- _Text under study_
Falcon 180B: The new future of LLM’s (Better Performance than ChatGPT 3.5)
Dive deep into the world’s largest open language model, its capabilities, and how to harness its advanced configurations

The world of Natural Language Processing (NLP) is ever-evolving, with new models and techniques emerging regularly. One such breakthrough is the Falcon 180B, a model that has taken the NLP community by storm. In this article, we’ll delve deep into what makes Falcon 180B a game-changer and why it’s creating waves in the world of open models.
Falcon 180B typically sits somewhere between GPT 3.5 and GPT4 depending on the evaluation benchmark and further finetuning from the community will be very interesting to follow now that it’s openly released.
Introduction
Hugging Face, a leading player in the NLP space, recently introduced the Falcon 180B to its platform. This model, with a whopping 180 billion parameters, is the largest openly available language model.
It was trained on an impressive 3.5 trillion tokens using TII’s RefinedWeb dataset, marking the longest single-epoch pretraining for an open model.
But what does this mean for the average user or developer?
Simply put, Falcon 180B is setting new standards in terms of capabilities, achieving state-of-the-art results across various natural language tasks. It’s not just about the size; it’s about the power and potential this model holds.
What Makes Falcon 180B Stand Out?
- Unprecedented Scale: Falcon 180B is a scaled-up version of its predecessor, Falcon 40B. It incorporates innovations like multiquery attention for enhanced scalability. The model was trained on 3.5 trillion tokens using up to 4096 GPUs simultaneously on Amazon SageMaker, totaling around 7,000,000 GPU hours. This makes Falcon 180B 2.5 times larger than Llama 2 and trained with 4x more compute.
- Diverse Training Data: The dataset for Falcon 180B is predominantly sourced from RefinedWeb (around 85%). Additionally, it has been trained on a mix of curated data, including conversations, technical papers, and a small fraction of code.
- Commercial Use: While Falcon 180B can be used commercially, it comes with certain restrictions, especially concerning “hosting use.” It’s always advisable to consult the license and seek legal advice if you’re considering commercial applications.
- Benchmark Performance: Falcon 180B outperforms other models like Llama 2 70B and even OpenAI’s GPT-3.5 on various benchmarks. It’s on par with Google’s PaLM 2-Large on several tasks, making it one of the most potent LLMs available to the public.

Harnessing the Power of Falcon 180B
For developers and NLP enthusiasts, Falcon 180B is available in the Hugging Face ecosystem, starting with Transformers version 4.33. The model can be easily tried out, but it’s essential to be aware of the hardware requirements, given the model’s size.
With 68.74 on the Hugging Face Leaderboard, Falcon 180B is the highest-scoring openly released pre-trained LLM, surpassing Meta’s LLaMA 2 (67.35).

The base model doesn’t have a specific prompt format, making it versatile for various applications.
However, it’s crucial to remember that it’s not inherently a conversational model. For conversational applications, the chat model version of Falcon 180B offers a simple conversation structure, making interactions seamless.

- _Source data_
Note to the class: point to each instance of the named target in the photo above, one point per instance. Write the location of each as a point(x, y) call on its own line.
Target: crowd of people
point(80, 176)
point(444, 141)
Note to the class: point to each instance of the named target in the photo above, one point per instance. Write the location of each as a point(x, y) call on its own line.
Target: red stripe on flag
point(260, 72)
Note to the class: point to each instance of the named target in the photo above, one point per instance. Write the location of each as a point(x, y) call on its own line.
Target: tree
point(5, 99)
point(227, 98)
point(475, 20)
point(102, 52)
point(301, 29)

- _Activity list_
A – In the Falcon 180B article, what score does Falcon 180B have on the Hugging Face Leaderboard?
B – Retype the Falcon 180B article from "Harnessing the Power" up to and including "the model’s size.".
C – Extend the Falcon 180B article with new text that picks up after its last sentence.
The material after the Falcon 180B article stands apart from that article.

- _Answers per task_
A – 68.74

B –
Harnessing the Power of Falcon 180B
For developers and NLP enthusiasts, Falcon 180B is available in the Hugging Face ecosystem, starting with Transformers version 4.33. The model can be easily tried out, but it’s essential to be aware of the hardware requirements, given the model’s size.

C –
Demo
You can easily try the Big Falcon Model (180 billion parameters!) in this Space or in the playground embedded below, I tried Japanese language just to see it other language capabilities:

Hardware requirements
Hardware needed to run the model for different use cases mentioned on hugging face hub.

Lets Try
Use of the model requires you to accept its license and terms of use. Please, make sure you are logged into your Hugging Face account and ensure you have the latest version of the transformers:
pip install --upgrade transformers
huggingface-cli logi
1. bfloat16
This is how you’d use the base model in bfloat16. Falcon 180B is a big model, so please take into account the hardware requirements summarized in the table above.
from transformers import AutoTokenizer, AutoModelForCausalLM
import transformers
import torch
model_id = "tiiuae/falcon-180B"
tokenizer = AutoTokenizer.from_pretrained(model_id)
model = AutoModelForCausalLM.from_pretrained(
model_id,
torch_dtype=torch.bfloat16,
device_map="auto",
)
prompt = "My name is Pedro, I live in"
inputs = tokenizer(prompt, return_tensors="pt").to("cuda")
output = model.generate(
input_ids=inputs["input_ids"],
attention_mask=inputs["attention_mask"],
do_sample=True,
temperature=0.6,
top_p=0.9,
max_new_tokens=50,
)
output = output[0].to("cpu")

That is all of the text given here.